● **OBJECTIVE**: Locate every line in the entries below that contains the string "subway", matching case exactly, and copy each of those lines.

|---|

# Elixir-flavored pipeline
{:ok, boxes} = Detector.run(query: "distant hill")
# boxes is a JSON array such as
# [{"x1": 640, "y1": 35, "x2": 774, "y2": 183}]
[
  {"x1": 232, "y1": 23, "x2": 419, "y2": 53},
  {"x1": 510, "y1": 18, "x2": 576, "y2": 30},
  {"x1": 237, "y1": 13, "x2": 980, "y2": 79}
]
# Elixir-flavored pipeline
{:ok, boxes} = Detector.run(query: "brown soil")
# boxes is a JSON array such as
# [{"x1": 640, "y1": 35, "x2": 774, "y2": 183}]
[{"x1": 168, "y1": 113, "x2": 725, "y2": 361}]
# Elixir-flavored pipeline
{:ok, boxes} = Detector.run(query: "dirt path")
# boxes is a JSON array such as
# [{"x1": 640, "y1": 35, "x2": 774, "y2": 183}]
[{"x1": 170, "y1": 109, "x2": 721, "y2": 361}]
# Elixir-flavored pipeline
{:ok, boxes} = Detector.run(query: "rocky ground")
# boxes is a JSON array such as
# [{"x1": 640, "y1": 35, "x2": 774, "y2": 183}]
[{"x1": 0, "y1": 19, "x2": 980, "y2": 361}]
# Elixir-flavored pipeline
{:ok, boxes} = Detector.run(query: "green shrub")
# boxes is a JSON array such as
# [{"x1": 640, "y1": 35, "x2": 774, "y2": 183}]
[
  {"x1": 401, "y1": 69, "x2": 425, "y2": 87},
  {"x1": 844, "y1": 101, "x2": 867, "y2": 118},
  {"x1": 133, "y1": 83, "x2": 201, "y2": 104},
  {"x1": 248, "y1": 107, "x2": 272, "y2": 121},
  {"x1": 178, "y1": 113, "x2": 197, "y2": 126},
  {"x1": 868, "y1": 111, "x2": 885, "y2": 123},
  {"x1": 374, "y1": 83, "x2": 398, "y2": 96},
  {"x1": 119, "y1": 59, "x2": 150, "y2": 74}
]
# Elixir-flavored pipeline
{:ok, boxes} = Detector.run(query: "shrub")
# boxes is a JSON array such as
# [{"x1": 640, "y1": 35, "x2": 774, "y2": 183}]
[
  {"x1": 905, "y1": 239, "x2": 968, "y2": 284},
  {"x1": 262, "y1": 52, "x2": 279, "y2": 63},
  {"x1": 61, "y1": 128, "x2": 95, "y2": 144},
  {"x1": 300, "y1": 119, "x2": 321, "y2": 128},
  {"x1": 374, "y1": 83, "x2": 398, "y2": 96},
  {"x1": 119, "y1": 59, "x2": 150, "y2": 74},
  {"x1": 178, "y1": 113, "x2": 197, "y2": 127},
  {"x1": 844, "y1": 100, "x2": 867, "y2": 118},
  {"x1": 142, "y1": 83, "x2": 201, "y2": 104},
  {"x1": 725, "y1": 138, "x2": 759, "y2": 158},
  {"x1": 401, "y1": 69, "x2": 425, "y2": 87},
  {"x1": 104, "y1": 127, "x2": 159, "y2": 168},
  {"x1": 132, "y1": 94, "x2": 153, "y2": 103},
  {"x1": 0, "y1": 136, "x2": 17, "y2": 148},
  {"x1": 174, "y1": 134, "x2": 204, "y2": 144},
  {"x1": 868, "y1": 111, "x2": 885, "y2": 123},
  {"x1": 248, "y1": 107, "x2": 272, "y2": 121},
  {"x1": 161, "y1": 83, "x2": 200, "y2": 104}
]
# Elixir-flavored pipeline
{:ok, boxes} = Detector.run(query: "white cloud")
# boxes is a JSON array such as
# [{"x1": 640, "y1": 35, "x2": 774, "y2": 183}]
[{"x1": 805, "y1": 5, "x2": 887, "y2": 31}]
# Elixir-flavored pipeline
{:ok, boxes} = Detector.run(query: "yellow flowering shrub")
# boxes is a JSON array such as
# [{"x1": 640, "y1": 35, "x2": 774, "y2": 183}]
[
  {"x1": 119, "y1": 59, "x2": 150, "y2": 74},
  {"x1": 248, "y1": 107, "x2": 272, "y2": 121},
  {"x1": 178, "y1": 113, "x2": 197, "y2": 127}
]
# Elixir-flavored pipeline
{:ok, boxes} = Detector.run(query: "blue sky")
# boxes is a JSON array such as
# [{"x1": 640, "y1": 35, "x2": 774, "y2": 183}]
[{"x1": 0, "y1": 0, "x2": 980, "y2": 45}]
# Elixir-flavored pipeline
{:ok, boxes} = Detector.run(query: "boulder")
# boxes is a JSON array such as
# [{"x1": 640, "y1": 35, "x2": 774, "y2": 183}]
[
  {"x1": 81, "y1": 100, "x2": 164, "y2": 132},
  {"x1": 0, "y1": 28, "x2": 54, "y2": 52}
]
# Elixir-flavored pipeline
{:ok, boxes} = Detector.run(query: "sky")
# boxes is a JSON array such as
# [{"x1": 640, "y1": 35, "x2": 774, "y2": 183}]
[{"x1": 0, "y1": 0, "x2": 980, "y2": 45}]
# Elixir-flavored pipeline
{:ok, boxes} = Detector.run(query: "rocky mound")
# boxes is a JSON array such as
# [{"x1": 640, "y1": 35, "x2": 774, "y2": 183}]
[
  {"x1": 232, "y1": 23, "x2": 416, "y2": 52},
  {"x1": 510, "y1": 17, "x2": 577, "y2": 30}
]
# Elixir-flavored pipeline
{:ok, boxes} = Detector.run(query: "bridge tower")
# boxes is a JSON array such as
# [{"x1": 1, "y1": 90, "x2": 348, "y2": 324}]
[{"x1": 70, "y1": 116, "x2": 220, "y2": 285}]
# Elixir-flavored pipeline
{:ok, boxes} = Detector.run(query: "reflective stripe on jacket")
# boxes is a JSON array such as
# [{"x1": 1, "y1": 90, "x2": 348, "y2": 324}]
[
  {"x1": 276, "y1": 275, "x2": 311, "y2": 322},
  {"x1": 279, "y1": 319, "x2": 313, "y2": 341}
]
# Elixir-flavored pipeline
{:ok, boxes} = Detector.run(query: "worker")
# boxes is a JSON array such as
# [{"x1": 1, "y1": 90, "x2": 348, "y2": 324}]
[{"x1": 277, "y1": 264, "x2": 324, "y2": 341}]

|---|

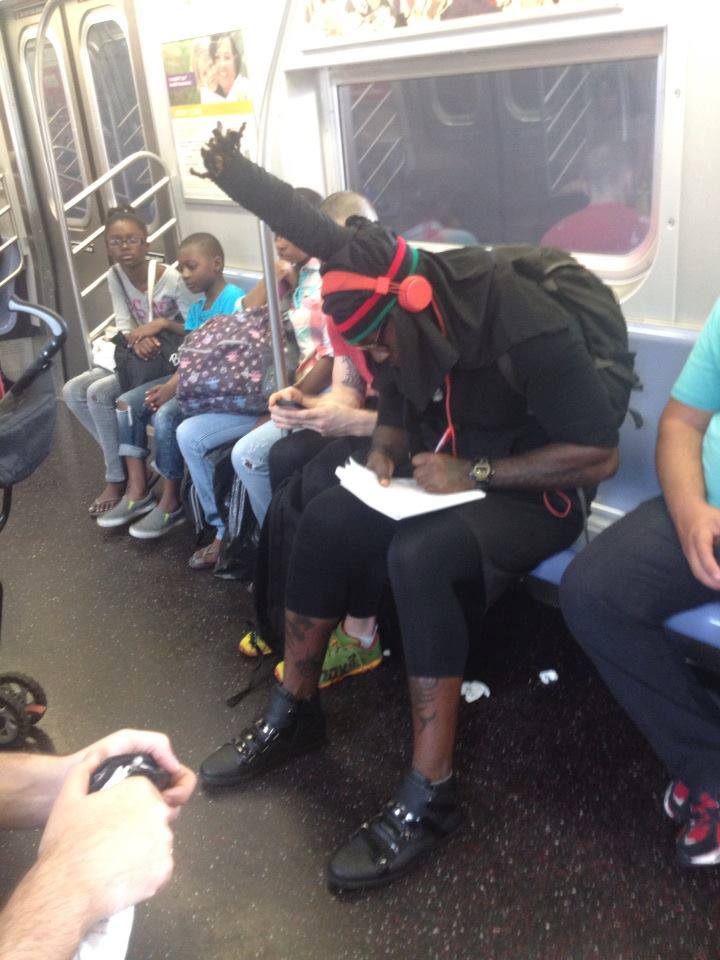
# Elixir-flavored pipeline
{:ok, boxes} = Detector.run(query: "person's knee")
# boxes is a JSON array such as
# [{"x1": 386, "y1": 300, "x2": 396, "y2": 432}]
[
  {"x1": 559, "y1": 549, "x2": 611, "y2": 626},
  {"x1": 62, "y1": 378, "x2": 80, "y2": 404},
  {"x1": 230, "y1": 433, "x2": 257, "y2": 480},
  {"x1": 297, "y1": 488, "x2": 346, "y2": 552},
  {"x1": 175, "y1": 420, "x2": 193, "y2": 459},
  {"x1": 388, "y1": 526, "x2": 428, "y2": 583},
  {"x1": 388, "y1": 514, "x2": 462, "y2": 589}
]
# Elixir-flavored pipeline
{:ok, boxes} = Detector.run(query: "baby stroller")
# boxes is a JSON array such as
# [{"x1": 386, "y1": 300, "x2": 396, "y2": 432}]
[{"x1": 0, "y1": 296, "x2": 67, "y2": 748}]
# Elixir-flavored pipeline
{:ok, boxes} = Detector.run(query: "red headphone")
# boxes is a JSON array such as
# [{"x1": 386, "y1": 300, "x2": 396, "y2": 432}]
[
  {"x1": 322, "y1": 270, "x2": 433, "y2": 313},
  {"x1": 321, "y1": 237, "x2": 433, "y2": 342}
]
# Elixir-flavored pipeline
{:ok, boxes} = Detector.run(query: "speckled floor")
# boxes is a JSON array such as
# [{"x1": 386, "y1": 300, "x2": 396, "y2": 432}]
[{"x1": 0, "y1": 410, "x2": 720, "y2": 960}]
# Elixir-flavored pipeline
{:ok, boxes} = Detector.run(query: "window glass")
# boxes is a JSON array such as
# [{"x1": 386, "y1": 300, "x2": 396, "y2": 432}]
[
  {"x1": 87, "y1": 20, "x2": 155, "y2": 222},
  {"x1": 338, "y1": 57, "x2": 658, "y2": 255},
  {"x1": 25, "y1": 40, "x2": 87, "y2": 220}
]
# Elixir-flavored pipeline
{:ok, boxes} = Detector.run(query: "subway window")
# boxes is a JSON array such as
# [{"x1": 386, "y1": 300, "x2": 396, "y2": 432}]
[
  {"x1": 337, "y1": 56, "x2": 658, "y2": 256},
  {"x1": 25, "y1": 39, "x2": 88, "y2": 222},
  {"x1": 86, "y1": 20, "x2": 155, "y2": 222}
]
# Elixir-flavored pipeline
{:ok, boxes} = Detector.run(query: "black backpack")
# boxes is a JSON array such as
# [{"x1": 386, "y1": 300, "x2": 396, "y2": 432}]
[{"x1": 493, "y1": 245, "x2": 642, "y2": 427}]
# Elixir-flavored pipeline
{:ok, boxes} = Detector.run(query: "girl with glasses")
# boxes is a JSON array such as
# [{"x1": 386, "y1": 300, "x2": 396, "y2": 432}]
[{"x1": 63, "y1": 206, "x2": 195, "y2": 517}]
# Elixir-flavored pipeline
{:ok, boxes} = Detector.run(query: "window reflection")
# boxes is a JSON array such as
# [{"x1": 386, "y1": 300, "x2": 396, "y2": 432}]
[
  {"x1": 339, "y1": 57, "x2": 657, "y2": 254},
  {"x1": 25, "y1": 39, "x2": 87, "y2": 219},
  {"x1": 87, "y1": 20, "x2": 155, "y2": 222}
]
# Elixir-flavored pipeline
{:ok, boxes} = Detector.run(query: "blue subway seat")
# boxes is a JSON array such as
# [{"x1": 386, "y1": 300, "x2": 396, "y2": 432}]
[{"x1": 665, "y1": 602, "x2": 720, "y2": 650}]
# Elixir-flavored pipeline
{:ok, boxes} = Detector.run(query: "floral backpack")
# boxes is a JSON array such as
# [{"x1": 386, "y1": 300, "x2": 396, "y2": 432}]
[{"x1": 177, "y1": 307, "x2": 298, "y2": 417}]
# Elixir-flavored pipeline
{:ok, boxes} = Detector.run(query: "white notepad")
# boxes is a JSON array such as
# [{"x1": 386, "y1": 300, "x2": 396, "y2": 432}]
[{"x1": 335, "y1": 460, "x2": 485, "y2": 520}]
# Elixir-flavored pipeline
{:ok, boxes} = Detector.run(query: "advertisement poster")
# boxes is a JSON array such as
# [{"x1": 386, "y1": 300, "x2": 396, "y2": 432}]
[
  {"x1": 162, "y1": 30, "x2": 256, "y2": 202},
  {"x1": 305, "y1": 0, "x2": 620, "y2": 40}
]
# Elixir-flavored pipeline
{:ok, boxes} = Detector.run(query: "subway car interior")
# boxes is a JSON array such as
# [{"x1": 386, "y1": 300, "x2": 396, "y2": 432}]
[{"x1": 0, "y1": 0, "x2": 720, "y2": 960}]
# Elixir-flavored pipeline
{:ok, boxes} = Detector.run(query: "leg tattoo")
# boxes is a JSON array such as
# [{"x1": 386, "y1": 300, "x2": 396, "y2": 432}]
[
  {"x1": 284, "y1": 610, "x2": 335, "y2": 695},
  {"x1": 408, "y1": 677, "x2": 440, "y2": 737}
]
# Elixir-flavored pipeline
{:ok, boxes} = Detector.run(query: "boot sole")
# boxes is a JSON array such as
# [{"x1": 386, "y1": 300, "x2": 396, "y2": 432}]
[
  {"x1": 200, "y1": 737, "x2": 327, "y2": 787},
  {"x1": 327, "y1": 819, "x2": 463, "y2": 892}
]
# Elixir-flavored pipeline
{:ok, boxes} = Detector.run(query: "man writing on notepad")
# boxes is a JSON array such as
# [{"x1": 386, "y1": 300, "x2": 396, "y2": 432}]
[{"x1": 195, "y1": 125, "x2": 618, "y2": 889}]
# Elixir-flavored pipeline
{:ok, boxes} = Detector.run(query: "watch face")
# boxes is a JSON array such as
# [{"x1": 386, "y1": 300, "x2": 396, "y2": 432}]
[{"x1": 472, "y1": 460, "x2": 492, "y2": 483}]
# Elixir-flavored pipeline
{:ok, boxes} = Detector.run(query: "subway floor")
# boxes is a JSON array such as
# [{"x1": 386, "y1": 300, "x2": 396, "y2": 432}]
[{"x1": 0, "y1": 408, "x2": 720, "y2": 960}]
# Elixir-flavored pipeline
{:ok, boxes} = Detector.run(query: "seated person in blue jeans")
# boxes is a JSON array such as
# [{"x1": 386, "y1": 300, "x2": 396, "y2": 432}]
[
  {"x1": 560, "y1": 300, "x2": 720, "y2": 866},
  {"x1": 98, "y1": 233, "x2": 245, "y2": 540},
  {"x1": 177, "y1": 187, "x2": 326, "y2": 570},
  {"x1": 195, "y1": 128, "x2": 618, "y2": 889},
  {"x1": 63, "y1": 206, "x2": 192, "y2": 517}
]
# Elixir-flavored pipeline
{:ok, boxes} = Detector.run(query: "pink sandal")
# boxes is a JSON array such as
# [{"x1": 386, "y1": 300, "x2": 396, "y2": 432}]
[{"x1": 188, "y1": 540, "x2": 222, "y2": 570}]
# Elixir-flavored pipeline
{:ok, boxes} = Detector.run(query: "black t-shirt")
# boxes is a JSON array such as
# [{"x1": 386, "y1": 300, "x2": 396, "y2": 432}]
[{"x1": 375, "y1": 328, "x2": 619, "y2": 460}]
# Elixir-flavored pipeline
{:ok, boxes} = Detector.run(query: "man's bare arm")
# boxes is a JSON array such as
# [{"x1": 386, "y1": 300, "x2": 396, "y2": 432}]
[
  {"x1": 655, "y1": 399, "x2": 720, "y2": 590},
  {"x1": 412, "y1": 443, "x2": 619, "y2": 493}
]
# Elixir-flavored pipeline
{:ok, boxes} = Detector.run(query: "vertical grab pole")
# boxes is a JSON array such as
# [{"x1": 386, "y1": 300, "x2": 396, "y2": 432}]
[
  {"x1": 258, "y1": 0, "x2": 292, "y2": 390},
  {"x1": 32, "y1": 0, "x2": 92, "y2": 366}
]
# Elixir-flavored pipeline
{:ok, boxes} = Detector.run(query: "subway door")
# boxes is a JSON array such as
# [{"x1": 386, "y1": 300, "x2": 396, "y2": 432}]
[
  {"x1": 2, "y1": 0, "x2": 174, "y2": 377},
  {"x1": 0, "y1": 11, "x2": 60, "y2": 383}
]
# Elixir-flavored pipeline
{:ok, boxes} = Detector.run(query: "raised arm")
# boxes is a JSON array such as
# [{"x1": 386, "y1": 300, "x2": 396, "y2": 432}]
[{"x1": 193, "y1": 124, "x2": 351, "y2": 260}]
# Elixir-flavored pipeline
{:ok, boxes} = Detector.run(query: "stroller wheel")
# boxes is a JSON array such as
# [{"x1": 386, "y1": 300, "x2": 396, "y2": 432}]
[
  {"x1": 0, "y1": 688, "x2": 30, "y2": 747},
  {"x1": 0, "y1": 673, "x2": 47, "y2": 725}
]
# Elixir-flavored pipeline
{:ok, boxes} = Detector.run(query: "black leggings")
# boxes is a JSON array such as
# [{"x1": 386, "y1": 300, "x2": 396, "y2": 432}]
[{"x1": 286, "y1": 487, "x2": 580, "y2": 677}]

|---|

● **TASK RESPONSE**:
{:ok, boxes} = Detector.run(query: "subway window")
{:ok, boxes} = Detector.run(query: "blue subway seat")
{:ok, boxes} = Detector.run(query: "subway car interior")
{:ok, boxes} = Detector.run(query: "subway floor")
{:ok, boxes} = Detector.run(query: "subway door")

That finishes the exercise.